TASK DETAILS: Copy out the entries exactly, and wherever a picture appears, leave it out.

[Region pointing data]
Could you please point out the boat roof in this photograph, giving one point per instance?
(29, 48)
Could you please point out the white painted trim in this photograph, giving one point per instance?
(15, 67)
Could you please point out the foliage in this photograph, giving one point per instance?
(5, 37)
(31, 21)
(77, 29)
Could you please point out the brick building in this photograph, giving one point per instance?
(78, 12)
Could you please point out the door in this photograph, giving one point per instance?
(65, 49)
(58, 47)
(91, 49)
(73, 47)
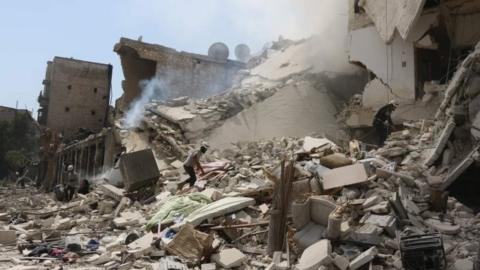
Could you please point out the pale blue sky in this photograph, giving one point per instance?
(33, 32)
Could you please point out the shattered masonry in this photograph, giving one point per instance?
(271, 196)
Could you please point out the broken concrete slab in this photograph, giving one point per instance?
(344, 176)
(190, 244)
(363, 258)
(229, 258)
(208, 266)
(315, 255)
(320, 209)
(310, 144)
(309, 235)
(138, 169)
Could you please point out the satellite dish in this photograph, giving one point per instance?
(242, 52)
(218, 51)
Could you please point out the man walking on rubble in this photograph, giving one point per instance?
(193, 160)
(382, 122)
(72, 183)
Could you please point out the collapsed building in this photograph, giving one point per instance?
(74, 105)
(182, 73)
(309, 202)
(76, 94)
(411, 50)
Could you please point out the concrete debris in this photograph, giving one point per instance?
(315, 256)
(344, 205)
(229, 258)
(363, 258)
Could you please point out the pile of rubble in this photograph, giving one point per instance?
(348, 209)
(307, 203)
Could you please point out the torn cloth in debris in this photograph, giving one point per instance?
(218, 208)
(176, 206)
(215, 166)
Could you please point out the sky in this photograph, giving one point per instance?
(33, 32)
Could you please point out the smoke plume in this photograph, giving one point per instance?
(152, 88)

RESPONSE BELOW:
Could you please point out the boat roof in this photograph, giving one point per instance?
(29, 48)
Could you please point out the white painted trim in this photograph, giving one point per instance?
(15, 67)
Could you please point out the foliage in this photograph, giving one point per instance?
(5, 37)
(31, 21)
(77, 29)
Could you please point out the brick building in this photograph, giving one point per instance?
(78, 12)
Could you please point out the door in this photograph, giving one point per instance?
(65, 49)
(58, 47)
(91, 49)
(73, 47)
Could you please point out the pale blue sky in this photograph, giving one point per instance?
(33, 32)
Could you please point out the shattered masonry in this photograph, giving one point per instance?
(271, 196)
Could you please point out the broken concrete slab in this photograph, giving one point per instance?
(344, 176)
(190, 244)
(363, 258)
(229, 258)
(208, 266)
(315, 255)
(320, 209)
(310, 144)
(309, 235)
(138, 169)
Could you please point out the satellite dish in this photograph, giving one point per instance?
(242, 52)
(218, 51)
Could you please point out the man walking on rubble in this photograph, giving one point per instance?
(193, 160)
(382, 122)
(72, 183)
Could you please point out the collapsed building in this photograph, giving one point per instance?
(74, 105)
(182, 73)
(309, 202)
(76, 94)
(411, 50)
Could you please point out the concrete debris in this photograph, giving one point per instance?
(315, 256)
(344, 205)
(229, 258)
(363, 258)
Could you please point out the pile of rubble in this photograph, giving one point per instance?
(348, 209)
(307, 203)
Could you please point out the torn cloth in debris in this photograph, giving one point per instance?
(218, 208)
(176, 206)
(215, 166)
Could you please point out the sky in this photograph, giving one point per instance?
(33, 32)
Could you please point out the smoke plume in this photograph, giving one point per instance?
(152, 88)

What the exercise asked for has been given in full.